All of these, without forgetting the human factor which in this case was personified in Jordi París. París came to the museum in 1987 before the art collection was opened to the public in the house of Culture in 1993. And he is still the sole person responsible for it. Call him the director, curator, caretaker…or the one-man band.
Jaume Mercadé, Cases de Valls, 1918.
The Museum of Valls has benefited from generous donations, such as that by Dr. Joan Estil·las, businessman Francesc Rodon and the art historian Daniel Giralt-Miracle. The latter has just completed the donation of a collection of 512 works, 300 of them works on paper.
Carles Collet, Guerrer, 1925.
It is true that it is a modest museum, occupying the second and third floors of the House of Culture. There are no luxuries here or museum glitter, the lighting could do with an update, and lets not even start on the website. But the collection is a magnificent summary of Catalan, and Vallenc, art from the late nineteenth century to the present day.
Joan Ponç, Blues, 1951.
I personally remember at the end of the 1990s when, for just 1,500 euros, Jordi París acquired an ink drawing by Joan Ponç at the Soler y Llach auction where I directed the bibliographic section. The work was Blues and was a cover image for the Dau al Set magazine. París studies the market, calculates his meagre resources, recognises the gaps in the museum collection and if everything is favourable, he goes ahead with the purchase. Most of the works acquired over the last twenty years have not cost more than that work by Ponç, which says a lot for the acumen of Jordi París, but also about the state of the Catalan art market.
Domingo Soler Gili, Vista del carrer Gran de Gràcia.
Currently showing is the exhibition “Works of the collection. The Acquisitions of the Museum of Valls”, open until 26 August. The end of October will see the opening of the travelling exhibition “Realism(s) in Catalonia (1917-1936). From Classic Picasso to Surrealist Dalí”, from the Maricel Museum in Sitges. For this, or any other exhibition, it is always worth a visit to the Museum of Valls.
Francesc Galofré Oller, Nens jugant, c. 1900.

*GIVEN RECORDS*.
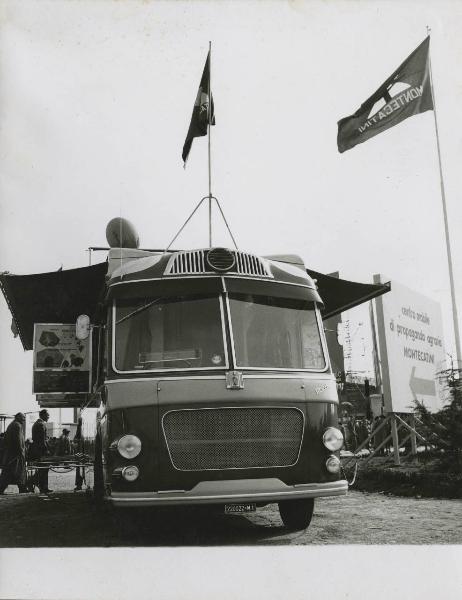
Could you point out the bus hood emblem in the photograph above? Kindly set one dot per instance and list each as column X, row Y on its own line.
column 234, row 380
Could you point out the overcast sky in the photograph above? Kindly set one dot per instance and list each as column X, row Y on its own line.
column 95, row 102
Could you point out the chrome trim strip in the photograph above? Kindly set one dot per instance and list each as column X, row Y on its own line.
column 138, row 371
column 207, row 275
column 132, row 379
column 311, row 490
column 243, row 277
column 233, row 407
column 202, row 276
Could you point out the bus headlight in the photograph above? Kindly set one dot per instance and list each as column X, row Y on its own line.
column 332, row 439
column 129, row 446
column 130, row 473
column 333, row 464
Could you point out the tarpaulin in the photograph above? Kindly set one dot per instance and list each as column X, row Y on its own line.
column 340, row 294
column 56, row 297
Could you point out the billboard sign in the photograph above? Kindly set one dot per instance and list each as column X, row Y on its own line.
column 410, row 330
column 62, row 363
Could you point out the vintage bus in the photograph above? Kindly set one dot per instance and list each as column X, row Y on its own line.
column 210, row 370
column 216, row 385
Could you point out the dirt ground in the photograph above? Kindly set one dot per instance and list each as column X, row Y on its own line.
column 68, row 519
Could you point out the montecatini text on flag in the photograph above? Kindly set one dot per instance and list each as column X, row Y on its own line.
column 405, row 93
column 203, row 112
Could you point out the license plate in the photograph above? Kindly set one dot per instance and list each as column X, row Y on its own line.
column 239, row 508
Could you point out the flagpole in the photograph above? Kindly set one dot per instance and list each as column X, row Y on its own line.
column 210, row 159
column 446, row 225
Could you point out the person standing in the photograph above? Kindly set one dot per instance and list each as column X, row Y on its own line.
column 63, row 445
column 39, row 448
column 14, row 456
column 78, row 439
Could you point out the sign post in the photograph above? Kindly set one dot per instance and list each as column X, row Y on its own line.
column 410, row 332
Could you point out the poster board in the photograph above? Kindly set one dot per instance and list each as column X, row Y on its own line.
column 410, row 331
column 62, row 363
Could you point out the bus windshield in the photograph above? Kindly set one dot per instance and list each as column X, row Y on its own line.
column 169, row 333
column 275, row 333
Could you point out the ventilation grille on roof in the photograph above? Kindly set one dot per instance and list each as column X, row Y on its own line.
column 193, row 262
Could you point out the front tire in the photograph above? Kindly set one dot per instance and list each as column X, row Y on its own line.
column 296, row 514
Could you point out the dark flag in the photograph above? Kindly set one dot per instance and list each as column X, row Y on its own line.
column 200, row 116
column 391, row 104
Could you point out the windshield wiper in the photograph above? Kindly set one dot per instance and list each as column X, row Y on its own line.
column 137, row 311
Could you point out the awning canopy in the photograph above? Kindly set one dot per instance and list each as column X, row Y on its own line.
column 340, row 294
column 61, row 296
column 57, row 297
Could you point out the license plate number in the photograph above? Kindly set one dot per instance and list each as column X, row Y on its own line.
column 239, row 508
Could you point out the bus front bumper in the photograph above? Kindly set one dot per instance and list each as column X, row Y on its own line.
column 229, row 492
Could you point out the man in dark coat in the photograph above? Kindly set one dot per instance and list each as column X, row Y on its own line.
column 39, row 448
column 14, row 456
column 63, row 446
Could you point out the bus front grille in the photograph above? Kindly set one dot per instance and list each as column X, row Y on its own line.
column 233, row 438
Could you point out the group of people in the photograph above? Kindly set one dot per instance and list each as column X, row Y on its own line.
column 356, row 431
column 15, row 452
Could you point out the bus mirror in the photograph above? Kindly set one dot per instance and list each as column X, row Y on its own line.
column 82, row 327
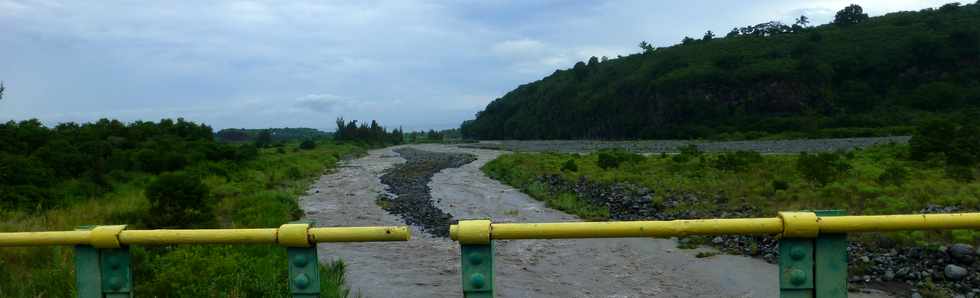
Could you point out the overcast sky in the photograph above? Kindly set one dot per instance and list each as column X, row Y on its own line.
column 416, row 64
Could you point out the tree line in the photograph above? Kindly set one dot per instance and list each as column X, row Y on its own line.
column 372, row 134
column 43, row 167
column 857, row 76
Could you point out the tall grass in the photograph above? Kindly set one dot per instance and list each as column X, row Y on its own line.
column 860, row 190
column 257, row 193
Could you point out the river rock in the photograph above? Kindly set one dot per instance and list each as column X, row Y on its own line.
column 963, row 253
column 955, row 272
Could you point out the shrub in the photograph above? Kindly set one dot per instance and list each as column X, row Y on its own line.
column 307, row 145
column 821, row 168
column 612, row 158
column 178, row 200
column 736, row 161
column 569, row 166
column 780, row 185
column 893, row 175
column 959, row 173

*OBJECTIVE 1*.
Reproduce the entries verbatim from the line containing "Could you point out the group" through the line containing "column 416, row 64", inclusive, omitting the pictures.
*OBJECTIVE 2*.
Write the next part of the passage on the Museum of Valls, picking up after its final sentence.

*REPLY 1*.
Could you point out the group of people in the photograph above? Kindly set one dot per instance and list each as column X, row Y on its own line.
column 356, row 431
column 15, row 452
Could you point out the bus mirror in the photograph above? Kindly set one dot per instance and list each as column X, row Y on its own line.
column 82, row 327
Could you point out the overcast sky in the photograph above? Kindly set one dot per instance and list each as column X, row Y on its own line.
column 416, row 64

*REPLY 2*.
“Works of the collection. The Acquisitions of the Museum of Valls” occupies the entire exhibition space in the museum and is basically divided into seven sections: it starts with a preamble of pre-nineteenth century works from Valls and goes on to the local generation of works in the nineteenth century: Bonaventura Casas, Francesc Guasch Homs and Galofré Oller. In fact, there are two oil painting by Galofré Oller which he reused for his famous Bòria avall (1892) which depicts the shameful parading of a prisoner through the city street. This painting is now held in the museum.
Modest Urgell, Carrer II.
There is a great selection of Catalan landscapes by painters from Martí i Alsina to Josep Obiols, the artist from Tarragona, Ignasi Mallol, and from Valls, Jaume Mercadé. Worthy of a special mention are the View of the Carrer Gran de Gràcia, by Domingo Soler Gili, and two delightful small works by Modest Urgell.
Joan Navarro, Jove regant una planta.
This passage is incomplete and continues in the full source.